> [INPUT RECORDS]:
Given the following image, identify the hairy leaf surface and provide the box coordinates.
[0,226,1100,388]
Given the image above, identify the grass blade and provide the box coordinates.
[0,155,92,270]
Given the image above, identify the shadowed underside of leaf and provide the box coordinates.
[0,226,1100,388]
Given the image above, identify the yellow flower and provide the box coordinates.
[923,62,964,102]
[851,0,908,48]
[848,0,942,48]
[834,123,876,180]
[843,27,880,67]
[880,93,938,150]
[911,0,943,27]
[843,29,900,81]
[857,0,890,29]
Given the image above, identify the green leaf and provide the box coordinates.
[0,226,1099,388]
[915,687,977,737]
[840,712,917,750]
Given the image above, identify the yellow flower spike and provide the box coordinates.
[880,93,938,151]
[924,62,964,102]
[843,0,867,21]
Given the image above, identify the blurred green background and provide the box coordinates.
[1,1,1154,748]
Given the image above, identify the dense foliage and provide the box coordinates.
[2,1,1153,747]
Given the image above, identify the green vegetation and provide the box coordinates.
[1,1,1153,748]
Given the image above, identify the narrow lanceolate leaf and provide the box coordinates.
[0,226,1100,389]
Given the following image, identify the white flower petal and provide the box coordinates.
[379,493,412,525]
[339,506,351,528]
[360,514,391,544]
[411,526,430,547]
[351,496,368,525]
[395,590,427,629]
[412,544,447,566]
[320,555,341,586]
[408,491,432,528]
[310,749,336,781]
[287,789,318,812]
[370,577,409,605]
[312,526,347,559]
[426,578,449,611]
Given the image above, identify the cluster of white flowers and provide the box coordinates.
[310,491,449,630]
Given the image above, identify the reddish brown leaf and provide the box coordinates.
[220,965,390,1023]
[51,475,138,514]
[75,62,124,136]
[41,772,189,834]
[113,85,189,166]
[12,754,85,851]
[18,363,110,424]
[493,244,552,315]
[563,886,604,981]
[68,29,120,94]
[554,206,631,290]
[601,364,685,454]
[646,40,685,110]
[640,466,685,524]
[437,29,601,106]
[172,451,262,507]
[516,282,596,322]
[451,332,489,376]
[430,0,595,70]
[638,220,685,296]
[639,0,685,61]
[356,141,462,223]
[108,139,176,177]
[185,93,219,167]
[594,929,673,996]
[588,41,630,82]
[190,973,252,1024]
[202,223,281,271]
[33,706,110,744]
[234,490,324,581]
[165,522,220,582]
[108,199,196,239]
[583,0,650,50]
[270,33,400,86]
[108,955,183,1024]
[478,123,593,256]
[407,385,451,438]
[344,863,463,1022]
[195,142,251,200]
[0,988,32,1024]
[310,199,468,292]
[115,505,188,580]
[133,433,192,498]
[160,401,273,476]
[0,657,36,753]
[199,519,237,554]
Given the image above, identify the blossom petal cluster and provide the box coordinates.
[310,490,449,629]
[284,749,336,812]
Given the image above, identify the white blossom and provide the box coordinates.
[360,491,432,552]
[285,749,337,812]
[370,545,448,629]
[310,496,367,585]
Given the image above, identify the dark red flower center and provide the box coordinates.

> [WHAT TO DO]:
Reproduce each entry exactly, with nothing missing.

> [OUTPUT FOR THIS TASK]:
Given the following image, identify the hairy leaf surface and provide the box coordinates.
[0,226,1100,388]
Given the image above, identify the grass blade and provide the box coordinates.
[0,155,92,270]
Given the image above, identify the shadowed underside of leaf and provide the box coordinates.
[0,226,1100,388]
Given the image above, identify the yellow flower and provide the box coordinates.
[923,62,964,102]
[851,0,908,48]
[848,0,942,48]
[834,123,876,180]
[843,27,880,67]
[880,93,938,150]
[911,0,943,27]
[843,29,900,81]
[857,0,890,29]
Given the image above, identify the green leaf and provide the box coordinates.
[0,226,1099,388]
[915,687,977,737]
[840,712,917,750]
Given the image above, identify the yellow flower spike and provide the box coordinates.
[880,93,938,151]
[924,62,964,102]
[843,0,867,21]
Given the image above, identify the blurred green background and provide the box coordinates.
[1,1,1154,748]
Given the image above, identify the dense foliage and provide the box coordinates.
[2,1,1153,747]
Given the image above, identify the green vegetation and provide the box coordinates.
[1,1,1153,748]
Given the image above, identify the narrow lanceolate leaf and provide the box coordinates.
[0,226,1100,389]
Given the following image, identify the white flower petal and provide the box coordinates.
[379,493,412,525]
[339,506,351,528]
[360,514,391,544]
[411,526,430,547]
[351,496,368,525]
[395,590,427,629]
[412,544,447,566]
[320,555,341,586]
[408,491,432,528]
[310,749,336,781]
[287,789,318,812]
[370,577,409,605]
[312,526,347,559]
[426,578,449,611]
Given the image above, identify the cluster of white flowers and provide the box coordinates.
[310,491,449,630]
Given the image above, identify the reddish brown leaf and provide the box coordinates.
[220,965,390,1023]
[51,475,138,514]
[75,62,124,136]
[41,772,189,834]
[113,85,189,166]
[12,754,85,851]
[18,363,110,424]
[493,244,552,315]
[563,886,604,981]
[68,29,120,94]
[554,206,631,290]
[601,364,685,454]
[646,40,685,110]
[640,466,685,524]
[437,29,601,106]
[172,451,262,507]
[516,282,596,322]
[451,332,489,376]
[430,0,595,70]
[638,220,685,296]
[639,0,685,61]
[356,141,462,223]
[108,139,176,177]
[185,93,219,167]
[594,929,673,996]
[588,41,630,82]
[190,973,252,1024]
[202,223,281,271]
[33,706,110,744]
[234,490,324,581]
[165,522,220,582]
[108,199,196,239]
[583,0,650,50]
[270,33,400,86]
[108,955,183,1024]
[478,123,593,256]
[407,385,451,438]
[344,863,463,1022]
[195,142,251,200]
[0,988,32,1024]
[310,199,468,292]
[115,505,188,580]
[133,433,192,498]
[160,401,273,476]
[0,657,36,753]
[199,519,237,554]
Given the image above, identify the blossom petal cluster and provide the box coordinates.
[310,490,449,629]
[284,749,336,812]
Given the image above, identify the white blossom and provide the box coordinates.
[360,491,432,552]
[285,749,337,812]
[370,545,448,629]
[310,496,367,585]
Given the image above, identify the dark red flower center and provide the box coordinates.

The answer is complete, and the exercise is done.